*** Document section ***

8-K 1 d8k.htm FORM 8-K Form 8-K

UNITED STATES

SECURITIES AND EXCHANGE COMMISSION

WASHINGTON, D.C. 20549

 


FORM 8-K

 


CURRENT REPORT

Pursuant to Section 13 or 15(d) of the Securities Exchange Act of 1934

January 11, 2007

Date of Report (date of earliest event reported)

 


SALESFORCE.COM, INC.

(Exact name of Registrant as specified in charter)

 


 

Delaware   001-32224   94-3320693

(State or other jurisdiction

of incorporation)

  (Commission File Number)  

(I. R. S. Employer

Identification No.)

The Landmark @ One Market, Suite 300

San Francisco CA 94105

(Address of principal executive offices)

Registrant’s telephone number, including area code: (415) 901-7000

N/A

(Former name or former address, if changed since last report)

 


Check the appropriate box below if the Form 8-K filing is intended to simultaneously satisfy the filing obligation of the registrant under any of the following provisions:

 

¨ Written communications pursuant to Rule 425 under the Securities Act (17 CFR 230.425)

***

▶ Directive A:
What date does the Form 8-K give as its date of report?
▶ Directive B:
Please return the Form 8-K text word for word, beginning at the words "(Commission File Number)" and stopping after "principal executive offices)".
The records that come next are from another source.

*** Extracted entries ***

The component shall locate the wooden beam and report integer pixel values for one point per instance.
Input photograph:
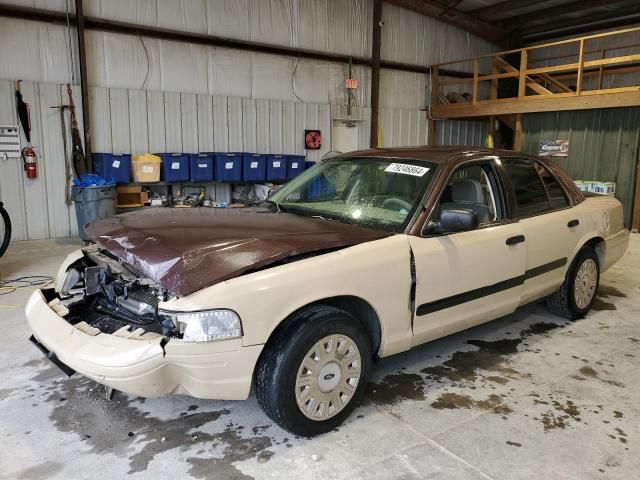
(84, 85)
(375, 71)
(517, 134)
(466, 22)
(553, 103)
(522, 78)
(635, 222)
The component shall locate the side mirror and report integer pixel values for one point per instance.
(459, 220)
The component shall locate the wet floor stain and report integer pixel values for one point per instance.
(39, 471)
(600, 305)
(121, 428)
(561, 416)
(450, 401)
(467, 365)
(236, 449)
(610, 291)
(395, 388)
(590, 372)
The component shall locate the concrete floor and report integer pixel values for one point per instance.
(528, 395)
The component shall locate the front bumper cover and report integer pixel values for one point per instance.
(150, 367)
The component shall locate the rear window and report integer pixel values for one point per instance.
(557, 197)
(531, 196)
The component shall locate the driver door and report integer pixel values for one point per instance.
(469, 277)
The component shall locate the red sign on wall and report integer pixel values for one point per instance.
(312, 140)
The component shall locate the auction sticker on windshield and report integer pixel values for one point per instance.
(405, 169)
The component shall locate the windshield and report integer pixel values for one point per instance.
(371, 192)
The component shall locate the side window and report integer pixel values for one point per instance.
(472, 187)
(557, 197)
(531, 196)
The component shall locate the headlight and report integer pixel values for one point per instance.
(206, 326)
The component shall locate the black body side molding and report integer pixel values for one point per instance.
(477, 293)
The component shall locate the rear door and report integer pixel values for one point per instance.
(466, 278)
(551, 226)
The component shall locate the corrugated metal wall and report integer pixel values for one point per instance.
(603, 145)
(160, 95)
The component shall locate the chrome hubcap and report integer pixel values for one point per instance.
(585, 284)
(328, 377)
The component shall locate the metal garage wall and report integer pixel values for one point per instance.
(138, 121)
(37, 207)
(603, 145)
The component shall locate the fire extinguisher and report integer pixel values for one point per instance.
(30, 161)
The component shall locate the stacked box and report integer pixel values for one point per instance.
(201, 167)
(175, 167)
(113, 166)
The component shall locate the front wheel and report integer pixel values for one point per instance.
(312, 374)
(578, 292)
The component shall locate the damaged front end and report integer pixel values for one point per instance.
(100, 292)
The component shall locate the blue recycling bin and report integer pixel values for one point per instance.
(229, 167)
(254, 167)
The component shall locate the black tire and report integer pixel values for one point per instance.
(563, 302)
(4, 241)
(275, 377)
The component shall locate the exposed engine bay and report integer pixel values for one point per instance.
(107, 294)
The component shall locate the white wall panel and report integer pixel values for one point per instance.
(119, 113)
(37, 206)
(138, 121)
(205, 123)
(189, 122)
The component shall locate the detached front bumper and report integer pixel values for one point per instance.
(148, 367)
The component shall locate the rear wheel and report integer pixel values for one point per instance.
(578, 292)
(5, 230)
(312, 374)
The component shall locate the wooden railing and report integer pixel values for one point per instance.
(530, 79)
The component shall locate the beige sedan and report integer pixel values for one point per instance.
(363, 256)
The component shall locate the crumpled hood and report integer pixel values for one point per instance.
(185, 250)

***
*** Extracted entries ***

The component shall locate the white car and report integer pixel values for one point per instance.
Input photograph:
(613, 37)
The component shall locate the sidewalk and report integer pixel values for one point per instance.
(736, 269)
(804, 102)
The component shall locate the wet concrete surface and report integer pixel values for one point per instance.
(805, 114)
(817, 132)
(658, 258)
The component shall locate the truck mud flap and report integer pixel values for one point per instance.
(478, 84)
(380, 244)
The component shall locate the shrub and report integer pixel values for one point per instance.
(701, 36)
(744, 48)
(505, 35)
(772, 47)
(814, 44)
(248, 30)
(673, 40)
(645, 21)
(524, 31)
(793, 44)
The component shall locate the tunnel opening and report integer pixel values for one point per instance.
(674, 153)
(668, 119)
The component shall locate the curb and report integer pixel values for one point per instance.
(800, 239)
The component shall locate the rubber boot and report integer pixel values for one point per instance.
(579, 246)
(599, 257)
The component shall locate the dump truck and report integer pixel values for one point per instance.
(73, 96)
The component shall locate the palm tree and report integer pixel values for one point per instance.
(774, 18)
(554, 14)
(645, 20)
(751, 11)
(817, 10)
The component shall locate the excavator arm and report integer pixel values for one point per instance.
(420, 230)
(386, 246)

***

▶ Task answer A:
January 11, 2007

▶ Task answer B:
(Commission File Number)  

(I. R. S. Employer

Identification No.)

The Landmark @ One Market, Suite 300

San Francisco CA 94105

(Address of principal executive offices)